(課題):
1 > 提示文でオスカーさんは、「雪やこんこ」の「こんこ」がどういう意味らしいと書いていますか？
2 > 次の(a)〜(c)は、下の提示文の内容と合っていますか？それぞれ「はい」か「いいえ」で答え、判断の決め手となる提示文の語句を引用してください。
(a) kobayuさんは、沢庵坊が武蔵に向かって言った言葉を引用している。
(b) かほこさんは、雪は音を立てて降ることが多いと書いている。
(c) オスカーさんが「しんしん」だけで検索すると、漬物屋さんが出てきた。

1. 【漫画】 どんぐりの家 第一巻 山本おさむ著  [ Time waits for no one . ]   2010年12月22日 19:09
「どんぐりの家」という本が家に届きました。この本は「オスカー」さんのブログで紹介されていた本で、興味があったので読んでみようと思いました。「オスカー」さんは初めて僕の ...
2. 第668号:積もった雪  [ 空のお城通信~オスカー戯言日記~ ]   2012年01月11日 10:30
今朝は一段と冷えましたね~午後は雪がちらつくとか…ダンナに「お母さんが帰ってくる頃は3℃だって~(夜11時近く)」…言わなければ寒さに鈍感なままでいられたのになぁ(-_-;) 雪 ...

コメント一欄

1. Posted by kouchan   2010年12月18日 08:23
>私、思ったんですが…私の勤務先の方たちも『准教授』保菌者っぽいです。

もし自分よりも立場が上の人だったら、もう耐えるしかありませんorz 介護だと思えば、ラクです。
因みに、「うちの准教授=健忘症」であって、「世間一般の准教授≠健忘症」ではないことを念のため書いておきます(笑)。

今回の話を聴くと、ヘレンケラーの話を思い出します。音も視界もない世界ってどんな感じなのでしょうか?
2. Posted by kobayu   2010年12月18日 08:59
おはようございます。
ある日沢庵坊が武蔵に向かって言いました。

「花紅葉をみる心は生じながら、そこに止まらぬを詮と致し候。見るとも聞くとも、一所に心を止めぬを至極とする事にて候。」

そのお母さんは、縫い物に心を止めてしまったため「雪」を見逃してしまったんだね。

僕らも日ごろ何かに心を「捉われ」がちだけど、そうするとこのお母さんのように「雪」を見逃しちゃったりするんだよね。

気をつけなきゃと思わせられました。
3. Posted by オスカー   2010年12月18日 10:34
§kouchanさま
お兄さま、あたし、耐えられない!!(爆)…と言いたい気分の時は、このコメントを思い出すことにしますね 音や光がない世界、怖すぎて想像力ゼロです。

§kobayuさま
『バガボンド』からの言葉でしょうか? kobayuさまがいつか親に近い立場になった時に、このお母さんの涙の「重み」を実感できると思います。
4. Posted by かほこ   2010年12月18日 17:45
雪は音を立てて降る事って余りないですけど、「しんしん」って言葉、どこからそうなったんでしょうね。
この言葉は雪以外でも使う事があるのかしら?
オスカーさんのブログは、普通に過ごしていたら気付かないような事を考えさせられる事がホントに多いですね。
今年はいつ雪が家の周りに降るのかなぁ。
5. Posted by オスカー   2010年12月18日 20:47
§かほこ様
『しんしん』だけで検索したら、漬物屋さんにいっちゃいました(笑) 深深、沈沈…の字を書くようですが、やはり日本独特の感性で、雪専用ではないのかな~音もなく…みたいな。♪雪やこんこ…は雪の降る様子ではなくて、来いの意味らしいです。

(保存データ):
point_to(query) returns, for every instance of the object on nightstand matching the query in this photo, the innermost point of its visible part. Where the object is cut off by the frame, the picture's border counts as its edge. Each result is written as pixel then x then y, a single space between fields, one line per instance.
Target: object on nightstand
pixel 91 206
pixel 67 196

(解答例):
1 > 雪の降る様子ではなく、「来い」の意味らしいと書いています。

2 >
(a) はい。「ある日沢庵坊が武蔵に向かって言いました。」
(b) いいえ。「雪は音を立てて降る事って余りないですけど」
(c) はい。「『しんしん』だけで検索したら、漬物屋さんにいっちゃいました」